* _Texte fourni_
::::
Zoc

Dans un village de campagne naît Zoc, une jeune fille dont les cheveux dreinent l’eau au moindre contact. Curieux pouvoir dont elle ne sait pas quoi faire. Jade Khoo nous raconte une histoire charmante doublée d’une réflexion sur soi, intime et vertigineuse.

Zoc, la fille-rivière

Lorsqu’il pleut, la pluie s’accumule au bout des cheveux de Zoc. Un « sac » d’eau se forme et elle le traîne comme une besace liquide. Tirer de l’eau avec ses cheveux, c’est son truc. Et vu que c’est assez encombrant au quoditien, elle ne sait pas trop ce qu’elle va faire de sa vie.

Elle voudrait que ce pouvoir étrange lui serve à quelque chose. Elle n’a pas d’autre envie, elle se laisse un peu porter par le courant.

Mais elle arrive à un âge où il va falloir qu’elle choisisse le métier qu’elle veut faire. On la presse un peu, son conseiller d’orientation, sa soeur, même ses voisins. Le seul qui la laisse faire son bonhomme de chemin à son rythme, c’est son père. Il accepte qu’elle commence à chercher du travail. Quelque chose comme tirer de l’eau avec ses cheveux. Même si en soit, c’est flou comme métier d’avenir.

Mais elle reçoit un appel. Le village de Nemours est innondé. Et les villageois demandent à Zoc de venir enlever toute cette flotte. C’est trop beau pour être vrai. Mais Zoc y va. Commence alors une longue marche, de Nemours à Marcier, où la jeune fille doit larguer l’eau qu’elle a draîné.

Et sur la route, des rencontres, le ciel, la campagne et des enjeux environnementaux qui la dépassent, mais auxquelles elle est pourtant mêlée.

Ce qui compte ce n’est pas d’arriver. C’est la Quête

Zoc est comme toutes les adolescentes. Elle ne sait pas ce qu’elle veut à un âge où on lui demande de tracer une route vers son avenir. Jeune fille atypique et isolée, elle cherche sa voie. Un chemin par lequel elle pourrait devenir une adulte qui lui ressemble. Où chercher quand rien autour de soi n’est comme soi ?

A l’image de celles et ceux qui sont perdu, Zoc prend la route. Un peu malgré elle, mais poussée en avant par l’incertitude.

Zoc, la bande dessinée, relate un voyage initiatique fait de grandes planches silencieuses. Jade Khoo nous emmène dans une randonnée thérapeutique à la quête de soi.

Le silence de la campagne et pensée environnementale

Zoc est une bande dessinée à la parole parcimonieuse. Rien ne trouble les pensées de son personnage. Des pensées que l’on entr’aperçoit dans son regard. A travers ce silence, Jade Khoo nous fait entrer dans le cocon familiale de Zoc.
::::
* _Items_
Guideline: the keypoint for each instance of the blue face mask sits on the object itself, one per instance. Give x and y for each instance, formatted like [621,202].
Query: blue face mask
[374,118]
::::
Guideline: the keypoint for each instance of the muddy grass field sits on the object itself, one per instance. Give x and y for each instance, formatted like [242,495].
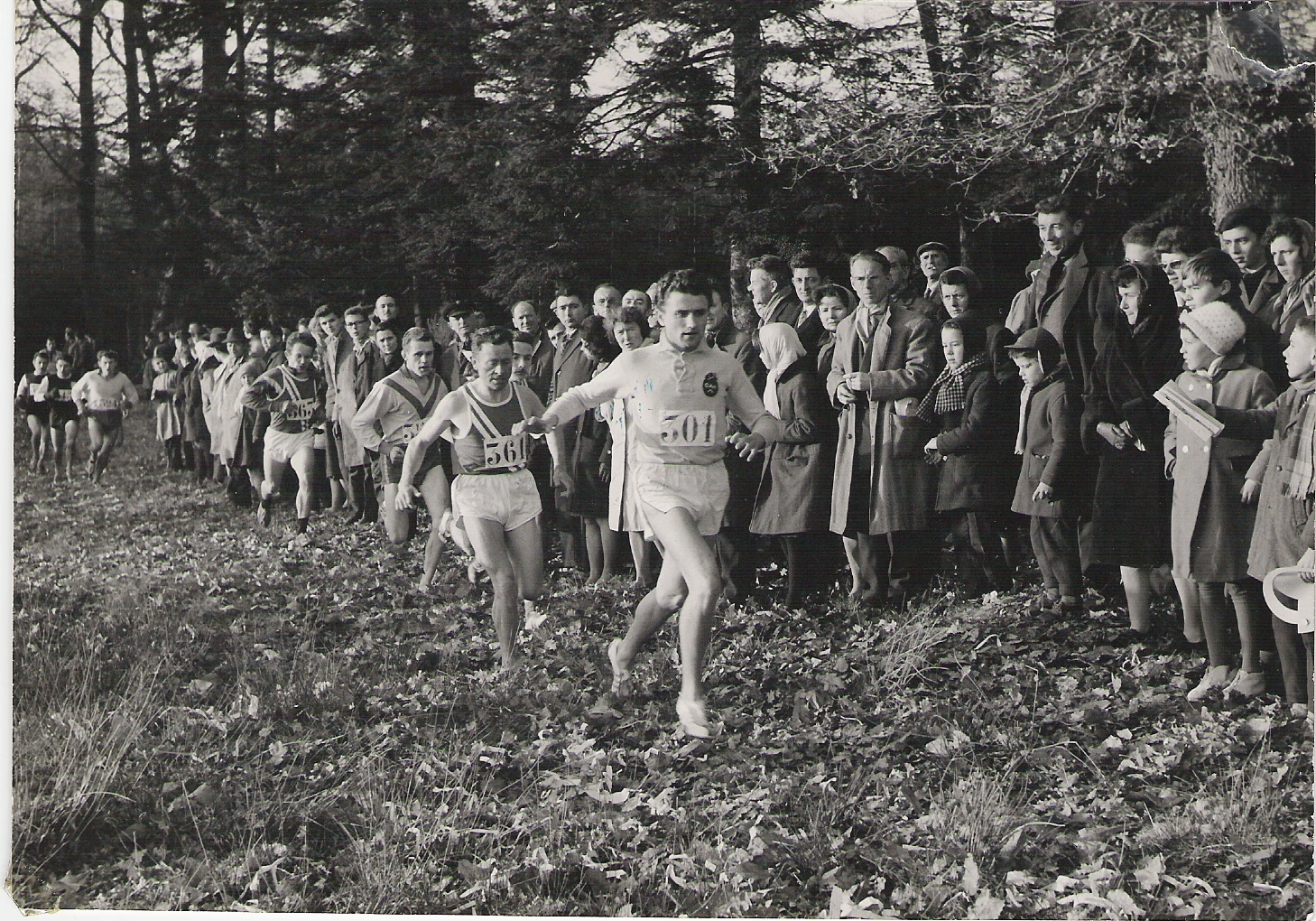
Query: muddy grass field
::::
* _Consignes_
[A] Selon le texte fourni, quel village demande à Zoc de venir enlever l'eau qui l'a inondé ?
[B] Reproduisez le passage du texte fourni qui commence par « Zoc est comme » et se poursuit jusqu'à « avant par l’incertitude. ».
Appuyez-vous uniquement sur le texte fourni.

* _Réponses_
[A] Le village de Nemours.

[B]
Zoc est comme toutes les adolescentes. Elle ne sait pas ce qu’elle veut à un âge où on lui demande de tracer une route vers son avenir. Jeune fille atypique et isolée, elle cherche sa voie. Un chemin par lequel elle pourrait devenir une adulte qui lui ressemble. Où chercher quand rien autour de soi n’est comme soi ?

A l’image de celles et ceux qui sont perdu, Zoc prend la route. Un peu malgré elle, mais poussée en avant par l’incertitude.